'''
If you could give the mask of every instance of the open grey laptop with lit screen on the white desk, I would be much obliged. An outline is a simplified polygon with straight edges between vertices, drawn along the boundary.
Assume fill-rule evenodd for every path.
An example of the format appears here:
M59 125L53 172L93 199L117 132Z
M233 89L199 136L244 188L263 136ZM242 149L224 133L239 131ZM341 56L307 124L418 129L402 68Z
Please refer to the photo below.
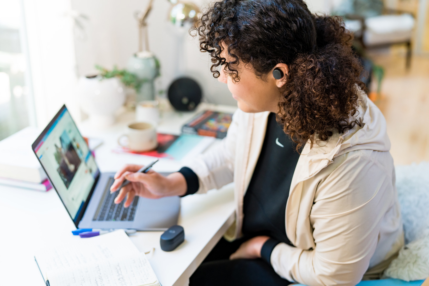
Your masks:
M58 111L32 145L76 228L165 230L177 224L178 196L136 196L128 208L110 193L115 173L100 173L94 156L66 106Z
'''
◆ Your instructions
Copy out each line of the listing that holds "every".

◆ Exercise result
If you could give the mask of every instance of the open grey laptop with lit screen on the white desk, I would be much obliged. An outline is a simplified polygon with straight edges between vertices, drawn along the boundary.
Assume fill-rule evenodd for every path.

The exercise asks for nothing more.